Locate every line in the listing below that contains the string "bloom" and copy each such line.

───── Dataset records

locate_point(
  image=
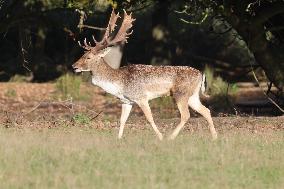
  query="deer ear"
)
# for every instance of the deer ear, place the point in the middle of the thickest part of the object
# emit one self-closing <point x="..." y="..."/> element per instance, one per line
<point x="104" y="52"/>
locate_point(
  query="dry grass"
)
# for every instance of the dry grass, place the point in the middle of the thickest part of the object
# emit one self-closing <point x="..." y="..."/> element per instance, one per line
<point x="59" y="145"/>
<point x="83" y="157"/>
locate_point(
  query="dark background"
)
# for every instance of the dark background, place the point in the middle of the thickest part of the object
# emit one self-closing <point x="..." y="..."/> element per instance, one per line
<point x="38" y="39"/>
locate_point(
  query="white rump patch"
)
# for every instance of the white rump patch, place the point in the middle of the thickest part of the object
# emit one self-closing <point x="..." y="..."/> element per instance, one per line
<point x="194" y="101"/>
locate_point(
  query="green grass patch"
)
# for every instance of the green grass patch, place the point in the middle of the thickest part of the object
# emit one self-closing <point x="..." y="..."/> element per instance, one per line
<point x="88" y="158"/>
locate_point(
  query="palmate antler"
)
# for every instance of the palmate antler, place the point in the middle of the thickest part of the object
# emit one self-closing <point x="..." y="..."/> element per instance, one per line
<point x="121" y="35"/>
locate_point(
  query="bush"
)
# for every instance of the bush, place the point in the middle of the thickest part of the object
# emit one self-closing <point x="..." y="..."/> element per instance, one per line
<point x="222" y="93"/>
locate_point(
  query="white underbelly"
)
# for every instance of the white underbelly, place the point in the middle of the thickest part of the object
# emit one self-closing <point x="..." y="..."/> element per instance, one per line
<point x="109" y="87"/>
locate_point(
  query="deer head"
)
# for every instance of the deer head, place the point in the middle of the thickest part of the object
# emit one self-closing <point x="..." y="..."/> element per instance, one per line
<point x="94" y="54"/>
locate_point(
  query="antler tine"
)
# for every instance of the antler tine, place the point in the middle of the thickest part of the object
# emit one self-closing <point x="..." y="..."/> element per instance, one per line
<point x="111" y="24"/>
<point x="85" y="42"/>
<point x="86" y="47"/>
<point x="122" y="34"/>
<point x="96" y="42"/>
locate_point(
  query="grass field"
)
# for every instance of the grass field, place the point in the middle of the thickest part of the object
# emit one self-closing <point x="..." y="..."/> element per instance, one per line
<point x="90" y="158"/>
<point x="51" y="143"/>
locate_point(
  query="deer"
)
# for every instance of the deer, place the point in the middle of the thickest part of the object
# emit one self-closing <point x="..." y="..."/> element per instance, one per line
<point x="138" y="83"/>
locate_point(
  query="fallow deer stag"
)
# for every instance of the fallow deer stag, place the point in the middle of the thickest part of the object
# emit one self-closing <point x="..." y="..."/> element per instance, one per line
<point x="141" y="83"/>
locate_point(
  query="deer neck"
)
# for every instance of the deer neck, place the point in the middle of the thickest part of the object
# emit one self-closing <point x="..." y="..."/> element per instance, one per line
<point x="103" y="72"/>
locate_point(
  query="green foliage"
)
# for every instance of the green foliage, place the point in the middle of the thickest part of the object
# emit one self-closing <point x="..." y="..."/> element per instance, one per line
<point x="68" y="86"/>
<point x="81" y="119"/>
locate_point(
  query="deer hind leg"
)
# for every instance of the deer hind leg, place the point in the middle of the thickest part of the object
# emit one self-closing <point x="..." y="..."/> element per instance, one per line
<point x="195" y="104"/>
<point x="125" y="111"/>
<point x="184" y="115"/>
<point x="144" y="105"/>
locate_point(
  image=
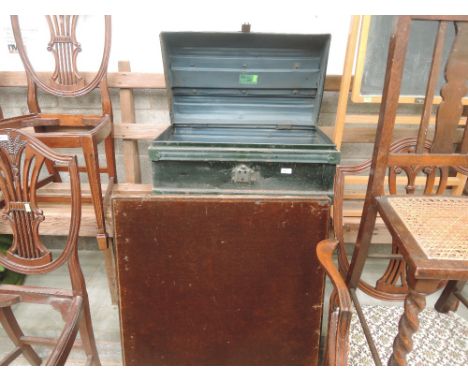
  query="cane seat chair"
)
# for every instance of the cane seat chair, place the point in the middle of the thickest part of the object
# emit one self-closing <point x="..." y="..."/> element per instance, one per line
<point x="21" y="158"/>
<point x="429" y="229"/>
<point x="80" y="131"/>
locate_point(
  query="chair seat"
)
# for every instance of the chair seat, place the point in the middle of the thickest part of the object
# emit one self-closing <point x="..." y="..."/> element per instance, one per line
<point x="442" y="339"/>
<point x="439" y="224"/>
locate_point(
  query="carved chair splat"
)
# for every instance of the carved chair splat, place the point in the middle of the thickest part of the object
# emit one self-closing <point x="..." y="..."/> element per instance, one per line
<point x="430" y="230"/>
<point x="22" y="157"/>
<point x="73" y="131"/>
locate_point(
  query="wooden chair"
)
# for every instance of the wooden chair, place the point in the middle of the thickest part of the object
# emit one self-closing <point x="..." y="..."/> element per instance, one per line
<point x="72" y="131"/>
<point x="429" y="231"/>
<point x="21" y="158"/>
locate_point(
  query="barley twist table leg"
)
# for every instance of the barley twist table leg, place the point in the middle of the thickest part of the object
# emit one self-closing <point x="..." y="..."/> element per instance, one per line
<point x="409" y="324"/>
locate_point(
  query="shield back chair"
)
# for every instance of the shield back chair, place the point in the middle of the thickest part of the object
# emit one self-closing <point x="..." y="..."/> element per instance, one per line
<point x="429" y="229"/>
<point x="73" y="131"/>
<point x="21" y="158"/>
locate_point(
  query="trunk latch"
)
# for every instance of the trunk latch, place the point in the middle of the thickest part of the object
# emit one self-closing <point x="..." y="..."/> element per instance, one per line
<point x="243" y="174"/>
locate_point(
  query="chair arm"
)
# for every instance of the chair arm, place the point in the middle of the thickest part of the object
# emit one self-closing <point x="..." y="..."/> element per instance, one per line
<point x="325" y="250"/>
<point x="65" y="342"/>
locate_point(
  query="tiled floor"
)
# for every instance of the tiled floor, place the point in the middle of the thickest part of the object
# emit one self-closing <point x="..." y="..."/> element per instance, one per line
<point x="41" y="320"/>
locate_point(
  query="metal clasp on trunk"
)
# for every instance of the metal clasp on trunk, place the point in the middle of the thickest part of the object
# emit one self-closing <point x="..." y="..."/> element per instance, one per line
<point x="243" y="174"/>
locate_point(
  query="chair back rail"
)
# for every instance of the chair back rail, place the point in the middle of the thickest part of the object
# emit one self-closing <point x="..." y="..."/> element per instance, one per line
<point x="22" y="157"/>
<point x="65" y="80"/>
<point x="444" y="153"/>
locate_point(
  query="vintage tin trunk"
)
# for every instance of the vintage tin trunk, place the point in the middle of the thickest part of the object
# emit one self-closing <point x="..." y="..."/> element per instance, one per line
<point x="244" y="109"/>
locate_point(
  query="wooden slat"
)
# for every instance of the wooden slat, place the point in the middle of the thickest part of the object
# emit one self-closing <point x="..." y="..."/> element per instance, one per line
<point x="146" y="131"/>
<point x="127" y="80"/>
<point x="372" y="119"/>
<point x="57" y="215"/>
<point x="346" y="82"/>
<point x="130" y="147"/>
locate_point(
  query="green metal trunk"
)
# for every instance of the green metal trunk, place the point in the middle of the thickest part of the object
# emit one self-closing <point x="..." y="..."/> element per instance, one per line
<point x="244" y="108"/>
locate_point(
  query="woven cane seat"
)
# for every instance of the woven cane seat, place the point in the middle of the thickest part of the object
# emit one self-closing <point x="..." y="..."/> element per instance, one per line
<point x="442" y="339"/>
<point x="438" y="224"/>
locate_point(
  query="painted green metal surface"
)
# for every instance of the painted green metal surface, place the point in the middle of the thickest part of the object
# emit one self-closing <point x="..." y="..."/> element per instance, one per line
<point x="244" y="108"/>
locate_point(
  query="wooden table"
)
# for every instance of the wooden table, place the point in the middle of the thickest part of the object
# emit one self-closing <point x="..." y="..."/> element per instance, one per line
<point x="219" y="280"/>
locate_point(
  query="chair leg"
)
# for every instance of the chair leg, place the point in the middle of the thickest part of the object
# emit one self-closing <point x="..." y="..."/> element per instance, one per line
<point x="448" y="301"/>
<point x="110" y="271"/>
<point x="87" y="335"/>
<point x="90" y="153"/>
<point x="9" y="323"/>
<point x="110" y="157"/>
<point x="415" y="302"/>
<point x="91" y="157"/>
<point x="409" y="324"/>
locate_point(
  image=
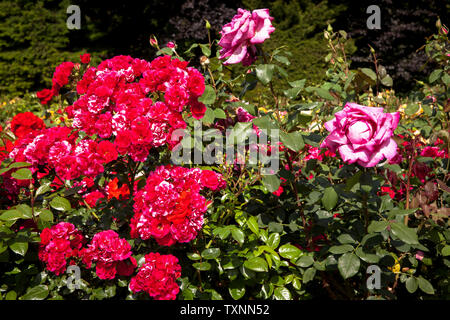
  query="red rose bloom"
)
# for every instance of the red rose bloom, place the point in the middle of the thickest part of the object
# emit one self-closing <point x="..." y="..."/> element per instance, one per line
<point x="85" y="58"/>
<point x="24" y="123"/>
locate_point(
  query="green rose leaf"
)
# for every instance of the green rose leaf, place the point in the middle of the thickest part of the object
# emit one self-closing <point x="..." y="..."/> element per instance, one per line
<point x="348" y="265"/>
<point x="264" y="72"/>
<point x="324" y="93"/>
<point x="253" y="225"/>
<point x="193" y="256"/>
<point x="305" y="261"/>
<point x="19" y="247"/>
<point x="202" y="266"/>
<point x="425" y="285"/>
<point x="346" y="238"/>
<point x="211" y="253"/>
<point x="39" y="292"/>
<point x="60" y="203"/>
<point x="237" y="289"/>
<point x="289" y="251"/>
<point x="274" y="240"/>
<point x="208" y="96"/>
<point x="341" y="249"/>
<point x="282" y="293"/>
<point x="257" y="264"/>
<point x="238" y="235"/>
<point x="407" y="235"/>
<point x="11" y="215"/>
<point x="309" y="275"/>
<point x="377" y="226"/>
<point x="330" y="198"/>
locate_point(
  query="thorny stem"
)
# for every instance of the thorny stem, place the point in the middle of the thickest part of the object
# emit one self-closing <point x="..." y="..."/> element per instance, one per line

──────────

In response
  query="red rose bloom"
# for every instance of the red rose bloom, place the point in the middle of the thickest part of the object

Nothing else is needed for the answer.